Stored data entries
▬▬▬

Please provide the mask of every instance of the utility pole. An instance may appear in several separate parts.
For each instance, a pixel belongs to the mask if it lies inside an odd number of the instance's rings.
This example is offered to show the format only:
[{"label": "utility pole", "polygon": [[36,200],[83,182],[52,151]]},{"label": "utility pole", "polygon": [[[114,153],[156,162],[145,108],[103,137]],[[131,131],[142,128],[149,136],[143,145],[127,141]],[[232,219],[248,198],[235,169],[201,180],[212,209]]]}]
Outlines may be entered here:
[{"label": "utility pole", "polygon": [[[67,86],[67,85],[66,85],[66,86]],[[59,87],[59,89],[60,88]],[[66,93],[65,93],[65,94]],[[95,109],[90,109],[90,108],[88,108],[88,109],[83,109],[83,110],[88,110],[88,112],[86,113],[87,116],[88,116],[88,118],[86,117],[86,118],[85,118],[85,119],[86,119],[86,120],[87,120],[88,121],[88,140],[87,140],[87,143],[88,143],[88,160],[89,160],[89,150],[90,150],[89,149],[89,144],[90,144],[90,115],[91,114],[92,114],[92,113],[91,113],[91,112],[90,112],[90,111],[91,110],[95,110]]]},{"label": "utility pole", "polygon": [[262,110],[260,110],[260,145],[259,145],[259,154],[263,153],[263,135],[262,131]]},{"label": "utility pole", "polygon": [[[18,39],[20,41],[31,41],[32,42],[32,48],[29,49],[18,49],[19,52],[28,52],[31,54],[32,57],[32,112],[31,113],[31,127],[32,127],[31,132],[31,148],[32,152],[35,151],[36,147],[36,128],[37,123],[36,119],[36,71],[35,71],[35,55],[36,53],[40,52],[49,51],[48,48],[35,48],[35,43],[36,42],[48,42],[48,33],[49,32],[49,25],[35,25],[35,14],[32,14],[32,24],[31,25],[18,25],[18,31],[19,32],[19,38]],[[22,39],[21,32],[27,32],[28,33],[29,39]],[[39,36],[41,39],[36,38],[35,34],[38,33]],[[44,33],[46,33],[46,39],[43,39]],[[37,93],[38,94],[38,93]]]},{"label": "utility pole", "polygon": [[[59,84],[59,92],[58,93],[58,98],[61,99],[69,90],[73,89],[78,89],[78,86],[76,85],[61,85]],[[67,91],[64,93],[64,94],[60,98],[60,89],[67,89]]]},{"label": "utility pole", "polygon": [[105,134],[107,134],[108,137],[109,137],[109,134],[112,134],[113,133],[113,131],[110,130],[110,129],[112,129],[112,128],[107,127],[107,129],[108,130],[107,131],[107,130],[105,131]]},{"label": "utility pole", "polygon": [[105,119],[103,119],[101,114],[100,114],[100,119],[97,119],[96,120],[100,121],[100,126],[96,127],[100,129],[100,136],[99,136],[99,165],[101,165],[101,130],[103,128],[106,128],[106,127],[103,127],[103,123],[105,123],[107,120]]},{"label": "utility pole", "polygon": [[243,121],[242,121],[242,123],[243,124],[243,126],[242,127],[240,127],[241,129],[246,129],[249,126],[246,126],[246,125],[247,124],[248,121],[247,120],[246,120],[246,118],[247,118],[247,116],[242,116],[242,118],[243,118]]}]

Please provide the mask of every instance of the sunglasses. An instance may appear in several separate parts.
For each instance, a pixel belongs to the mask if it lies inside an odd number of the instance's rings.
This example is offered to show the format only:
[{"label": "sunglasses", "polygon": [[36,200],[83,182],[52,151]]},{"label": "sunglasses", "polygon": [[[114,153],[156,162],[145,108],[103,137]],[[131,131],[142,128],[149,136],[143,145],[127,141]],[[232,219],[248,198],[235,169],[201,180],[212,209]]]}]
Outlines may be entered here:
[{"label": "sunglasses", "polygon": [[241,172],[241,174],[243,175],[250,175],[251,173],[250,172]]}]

▬▬▬

EXERCISE: Render every line of the records above as a JSON list of strings, with one string per line and the blank lines left out.

COMPLETED TASK:
[
  "Please provide the mask of every instance of the utility pole. An instance may appear in several separate parts.",
  "For each instance, a pixel belongs to the mask if it lies inside an odd number of the instance's rings.",
  "This example is offered to show the format only:",
  "[{\"label\": \"utility pole\", \"polygon\": [[36,200],[83,182],[52,151]]},{\"label\": \"utility pole\", \"polygon\": [[[114,153],[156,162],[145,108],[103,137]],[[131,131],[142,128],[149,136],[143,145],[127,141]],[[232,219],[248,198],[235,169],[201,180],[212,209]]]}]",
  "Outlines may be entered here:",
  "[{\"label\": \"utility pole\", \"polygon\": [[[67,86],[67,85],[66,85],[66,86]],[[59,87],[59,89],[60,88]],[[66,93],[65,93],[65,94]],[[95,109],[90,109],[90,108],[88,108],[88,109],[83,109],[83,110],[88,110],[88,112],[86,113],[87,116],[88,116],[88,118],[86,117],[86,118],[85,118],[85,119],[86,119],[86,120],[87,120],[88,121],[88,140],[87,140],[87,143],[88,143],[88,160],[89,160],[89,150],[90,150],[89,149],[89,144],[90,144],[90,115],[91,114],[92,114],[92,113],[91,113],[91,112],[90,112],[90,111],[91,110],[95,110]]]},{\"label\": \"utility pole\", \"polygon\": [[262,110],[260,110],[260,145],[259,145],[259,154],[263,153],[263,135],[262,131]]},{\"label\": \"utility pole\", \"polygon\": [[[18,39],[20,41],[31,41],[32,42],[32,48],[29,49],[18,49],[19,52],[28,52],[31,54],[32,57],[32,112],[31,113],[31,127],[32,127],[31,132],[31,148],[32,152],[35,151],[36,147],[36,128],[37,123],[36,119],[36,71],[35,71],[35,55],[36,53],[40,52],[49,51],[48,48],[35,48],[35,43],[36,42],[48,42],[48,33],[49,32],[49,25],[35,25],[35,14],[32,14],[32,24],[31,25],[18,25],[18,31],[19,32],[19,38]],[[22,39],[21,32],[27,32],[28,33],[29,39]],[[39,36],[41,39],[36,38],[35,34],[38,33]],[[44,33],[46,33],[46,39],[43,39]],[[37,93],[38,94],[38,93]]]},{\"label\": \"utility pole\", \"polygon\": [[[59,84],[59,92],[58,93],[58,98],[61,99],[69,90],[73,89],[78,89],[78,86],[76,85],[61,85]],[[67,91],[64,93],[64,94],[60,98],[60,89],[67,89]]]},{\"label\": \"utility pole\", \"polygon\": [[105,134],[107,134],[108,137],[109,137],[109,134],[112,134],[113,133],[113,131],[110,130],[110,129],[112,129],[112,128],[107,127],[107,129],[108,130],[107,131],[107,130],[105,131]]},{\"label\": \"utility pole\", \"polygon\": [[105,119],[103,119],[101,114],[100,114],[100,119],[97,119],[96,120],[100,121],[100,126],[96,127],[100,129],[100,136],[99,136],[99,165],[101,165],[101,130],[103,128],[106,128],[106,127],[103,127],[103,123],[105,123],[107,120]]},{\"label\": \"utility pole\", \"polygon\": [[243,121],[242,121],[242,123],[243,124],[243,126],[242,127],[240,127],[241,129],[246,129],[249,126],[246,126],[246,125],[247,124],[248,121],[247,120],[246,120],[246,118],[247,118],[247,116],[242,116],[242,118],[243,118]]}]",
  "Please provide the mask of every instance of the sunglasses. An instance may appear in several separate parts.",
  "For each instance, a pixel belongs to the mask if it lies inside an odd number of the instance's rings.",
  "This example is offered to show the format only:",
  "[{\"label\": \"sunglasses\", \"polygon\": [[36,200],[83,182],[52,151]]},{\"label\": \"sunglasses\", \"polygon\": [[[114,153],[156,162],[145,108],[103,137]],[[131,131],[142,128],[149,136],[143,145],[127,141]],[[232,219],[248,198],[235,169],[201,180],[212,209]]]}]",
  "Outlines may be entered here:",
  "[{\"label\": \"sunglasses\", \"polygon\": [[241,172],[241,174],[243,175],[250,175],[251,173],[250,172]]}]"
]